■ RECORDS PROVIDED

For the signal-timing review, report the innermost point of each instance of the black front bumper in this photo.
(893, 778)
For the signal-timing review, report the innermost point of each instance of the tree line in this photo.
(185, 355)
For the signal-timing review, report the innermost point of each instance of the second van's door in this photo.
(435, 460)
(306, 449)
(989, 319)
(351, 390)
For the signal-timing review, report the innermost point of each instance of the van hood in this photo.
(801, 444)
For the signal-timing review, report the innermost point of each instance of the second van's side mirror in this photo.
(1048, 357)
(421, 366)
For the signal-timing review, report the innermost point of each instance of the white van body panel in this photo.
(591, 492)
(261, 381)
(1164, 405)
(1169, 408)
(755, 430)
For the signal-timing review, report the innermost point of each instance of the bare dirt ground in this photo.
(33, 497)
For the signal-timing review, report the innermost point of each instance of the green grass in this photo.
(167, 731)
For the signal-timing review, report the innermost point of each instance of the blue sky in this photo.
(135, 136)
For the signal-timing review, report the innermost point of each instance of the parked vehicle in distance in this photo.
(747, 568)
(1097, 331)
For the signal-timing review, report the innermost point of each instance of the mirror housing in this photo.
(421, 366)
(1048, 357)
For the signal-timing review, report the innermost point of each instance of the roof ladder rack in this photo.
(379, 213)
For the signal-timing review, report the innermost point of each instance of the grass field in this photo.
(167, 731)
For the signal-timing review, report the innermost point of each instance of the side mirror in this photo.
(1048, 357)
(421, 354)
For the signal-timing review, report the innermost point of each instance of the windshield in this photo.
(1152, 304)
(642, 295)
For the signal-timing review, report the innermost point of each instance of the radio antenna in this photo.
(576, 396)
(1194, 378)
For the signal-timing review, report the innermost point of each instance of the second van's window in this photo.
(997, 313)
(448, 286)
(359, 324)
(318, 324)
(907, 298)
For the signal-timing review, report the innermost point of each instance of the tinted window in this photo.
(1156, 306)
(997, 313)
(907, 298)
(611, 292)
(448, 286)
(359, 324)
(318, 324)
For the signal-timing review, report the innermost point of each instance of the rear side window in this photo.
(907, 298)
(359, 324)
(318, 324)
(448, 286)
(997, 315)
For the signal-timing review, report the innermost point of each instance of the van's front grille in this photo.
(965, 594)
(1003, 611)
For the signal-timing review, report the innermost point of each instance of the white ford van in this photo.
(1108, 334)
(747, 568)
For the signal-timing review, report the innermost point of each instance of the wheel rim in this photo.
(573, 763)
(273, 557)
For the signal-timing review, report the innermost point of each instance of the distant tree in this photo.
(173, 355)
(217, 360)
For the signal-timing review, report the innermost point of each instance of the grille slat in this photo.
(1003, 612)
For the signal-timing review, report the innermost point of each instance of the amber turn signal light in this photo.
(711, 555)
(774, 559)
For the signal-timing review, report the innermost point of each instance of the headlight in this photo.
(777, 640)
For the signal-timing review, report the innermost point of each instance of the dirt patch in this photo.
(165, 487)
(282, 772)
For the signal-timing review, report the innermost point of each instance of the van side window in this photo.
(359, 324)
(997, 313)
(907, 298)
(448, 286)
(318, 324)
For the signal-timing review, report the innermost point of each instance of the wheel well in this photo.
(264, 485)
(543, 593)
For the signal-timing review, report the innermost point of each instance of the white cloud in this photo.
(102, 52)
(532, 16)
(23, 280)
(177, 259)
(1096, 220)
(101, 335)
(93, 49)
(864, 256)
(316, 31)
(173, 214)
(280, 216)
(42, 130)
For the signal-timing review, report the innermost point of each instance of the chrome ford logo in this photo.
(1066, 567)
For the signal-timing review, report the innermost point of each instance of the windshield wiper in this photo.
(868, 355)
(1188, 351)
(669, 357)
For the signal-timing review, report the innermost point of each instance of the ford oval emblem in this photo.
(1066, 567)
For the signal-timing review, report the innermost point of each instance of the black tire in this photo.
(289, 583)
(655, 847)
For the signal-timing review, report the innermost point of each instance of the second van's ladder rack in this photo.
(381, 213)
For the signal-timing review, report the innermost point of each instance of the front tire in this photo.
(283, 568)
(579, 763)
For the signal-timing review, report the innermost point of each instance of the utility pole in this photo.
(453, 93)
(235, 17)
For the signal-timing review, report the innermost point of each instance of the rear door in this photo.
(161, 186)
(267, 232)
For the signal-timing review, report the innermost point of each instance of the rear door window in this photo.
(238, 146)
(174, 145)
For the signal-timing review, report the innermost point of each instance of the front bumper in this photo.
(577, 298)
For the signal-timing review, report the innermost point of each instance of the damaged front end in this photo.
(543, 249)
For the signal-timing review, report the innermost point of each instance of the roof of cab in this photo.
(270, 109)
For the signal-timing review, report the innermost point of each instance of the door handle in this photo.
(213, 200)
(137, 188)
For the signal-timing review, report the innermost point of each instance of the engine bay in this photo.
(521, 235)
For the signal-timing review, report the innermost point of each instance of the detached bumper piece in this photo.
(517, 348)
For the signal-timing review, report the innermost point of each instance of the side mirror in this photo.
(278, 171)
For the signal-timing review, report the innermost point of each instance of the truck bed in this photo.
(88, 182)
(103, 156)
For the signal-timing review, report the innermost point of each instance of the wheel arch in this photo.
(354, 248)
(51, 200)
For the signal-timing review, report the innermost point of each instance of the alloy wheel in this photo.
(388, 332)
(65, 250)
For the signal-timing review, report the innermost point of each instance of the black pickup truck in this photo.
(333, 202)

■ WHAT NEEDS TO BE DONE
Turn all of the data above into a numbered list, one line per item, leaving out any blank lines.

■ WRITTEN RESPONSE
1. For the signal-timing review, report the innermost point of each instance of the black front bumper in this photo.
2. (893, 778)
3. For the signal-timing review, report the innermost point of each instance of the tree line in this photo.
4. (185, 355)
5. For the signal-timing review, report the innermost point of each instance of the second van's door in this photo.
6. (435, 460)
7. (306, 449)
8. (989, 319)
9. (351, 390)
10. For the signal-timing review, report the innermost point of each instance of the van hood in this photo.
11. (801, 444)
12. For the signal-timing review, report the innermost point of each instance of the second van's side mirror in this photo.
13. (1048, 357)
14. (421, 366)
15. For the signal-timing review, report the innermost point of each instance of the white van body panel in this photo.
16. (591, 492)
17. (261, 381)
18. (1164, 405)
19. (1169, 408)
20. (755, 430)
21. For the signal-timing review, report the innermost point of each instance of the bare dirt ground in this photo.
22. (33, 497)
23. For the signal-timing review, report the innermost point of each instance of the green grass in this photo.
24. (167, 731)
25. For the signal-timing review, report the innermost point of each instance of the blue sky in this photo.
26. (135, 136)
27. For the signal-timing review, report the innermost point of each instance of the parked vehicle in distance in this photo.
28. (747, 568)
29. (1097, 331)
30. For the signal-timing review, report the innermost point of each instance of the mirror housing in this photo.
31. (421, 366)
32. (1048, 357)
33. For the signal-timing review, report the innermost point of each instance of the roof ladder rack in this photo.
34. (379, 213)
35. For the signal-timing review, report the innermost point of each instance of the grass field in this photo.
36. (167, 731)
37. For the signal-timing review, report the innermost point of each instance of the side mirror in this photo.
38. (1048, 357)
39. (421, 354)
40. For the signal-timing review, report the innermost point of each instance of the windshield in this photo.
41. (1152, 304)
42. (642, 295)
43. For the signal-timing review, report the innermost point of each instance of the radio antenna in this photo.
44. (576, 396)
45. (1194, 378)
46. For the signal-timing review, report the innermost point of each instance of the second van's window in this photo.
47. (997, 313)
48. (448, 286)
49. (359, 324)
50. (318, 324)
51. (907, 298)
52. For the signal-timing review, report the innermost point of each instance of the tinted window in this photo.
53. (1156, 306)
54. (997, 313)
55. (907, 298)
56. (611, 292)
57. (448, 286)
58. (359, 324)
59. (318, 324)
60. For the signal-timing review, report the innermost point of each instance of the rear side window in this photo.
61. (907, 298)
62. (359, 324)
63. (318, 324)
64. (448, 286)
65. (997, 315)
66. For the signal-timing review, report the innermost point of each instance of the van's front grille in this photo.
67. (965, 594)
68. (1003, 611)
69. For the signal-timing review, report the innermost point of each instance of the white ford van in this photo.
70. (1108, 334)
71. (747, 568)
72. For the signal-timing review, report the innermost point of each instance of the wheel rim in this photo.
73. (573, 763)
74. (273, 557)
75. For the signal-timing review, report the innermost point of each instance of the distant tree in this photo.
76. (173, 355)
77. (217, 360)
78. For the signal-timing review, report the innermost point of each instance of the grille slat in this photo.
79. (1003, 612)
80. For the signal-timing review, report the innermost point of each instance of the amber turn signal light in this photo.
81. (711, 555)
82. (774, 559)
83. For the signal-timing review, report the innermost point of each instance of the headlight in this photo.
84. (777, 640)
85. For the signal-timing review, report the innermost point of each instance of the dirt patch in this photo.
86. (165, 487)
87. (282, 772)
88. For the signal-timing review, report the innermost point of each instance of the van side window in this photo.
89. (359, 324)
90. (997, 313)
91. (907, 298)
92. (448, 286)
93. (318, 324)
94. For the signal-timing review, report the innermost point of each instance of the wheel well in this photo.
95. (264, 485)
96. (543, 593)
97. For the signal-timing review, report the innermost point of each instance of the white cloud in this photo.
98. (102, 52)
99. (532, 16)
100. (23, 280)
101. (177, 259)
102. (1096, 220)
103. (101, 335)
104. (93, 49)
105. (864, 256)
106. (316, 31)
107. (173, 214)
108. (280, 216)
109. (42, 130)
110. For the signal-timing review, report the innermost point of each instance of the chrome ford logo in this photo.
111. (1066, 567)
112. For the signal-timing review, report the innermost point of each instance of the windshield wiper in this photo.
113. (868, 355)
114. (1188, 351)
115. (669, 357)
116. For the signal-timing review, report the innermost point of each instance of the ford oval emblem in this photo.
117. (1066, 567)
118. For the signal-timing review, report the innermost point of each instance of the black tire in this photo.
119. (289, 583)
120. (655, 847)
121. For the signal-timing review, report the innermost point of each instance of the second van's ladder rack in this photo.
122. (381, 213)
123. For the signal-timing review, report the innermost point of each instance of the front tire in this photo.
124. (283, 568)
125. (579, 763)
126. For the signal-timing review, report the innermost point of each instance of the utility pole in this photo.
127. (453, 93)
128. (235, 17)
129. For the signal-timing review, report the innermost point of each instance of the rear door in this photo.
130. (161, 186)
131. (267, 232)
132. For the signal-timing review, report the innermost point of each instance of the rear door window in this photo.
133. (238, 146)
134. (174, 145)
135. For the signal-timing review, report the innermost point of each instance of the front bumper in this photo.
136. (577, 298)
137. For the signal-timing review, report the innermost point of each instance of the damaged front end in this photo.
138. (543, 249)
139. For the signal-timing review, report the innermost point of each instance of the roof of cab in this photo.
140. (270, 109)
141. For the signal-timing review, report the innermost point of each instance of the door handle in this photo.
142. (213, 200)
143. (137, 188)
144. For the signal-timing review, report the innermost point of each instance of the engine bay in this photo.
145. (521, 235)
146. For the signal-timing review, report the innermost point of each instance of the detached bumper piece in this photo.
147. (517, 348)
148. For the signal-timing review, report the innermost point of each instance of the side mirror in this photo.
149. (278, 171)
150. For the signal-timing review, report the innermost point of each instance of the truck bed in this photo.
151. (88, 182)
152. (103, 156)
153. For the signal-timing review, report the innermost point of each instance of the wheel arch in this photo.
154. (354, 248)
155. (51, 200)
156. For the signal-timing review, report the innermost point of each instance of the alloy wheel in this photo.
157. (388, 332)
158. (65, 250)
159. For the signal-timing review, report the innermost point of each instance of the black pickup truck in this photo.
160. (333, 202)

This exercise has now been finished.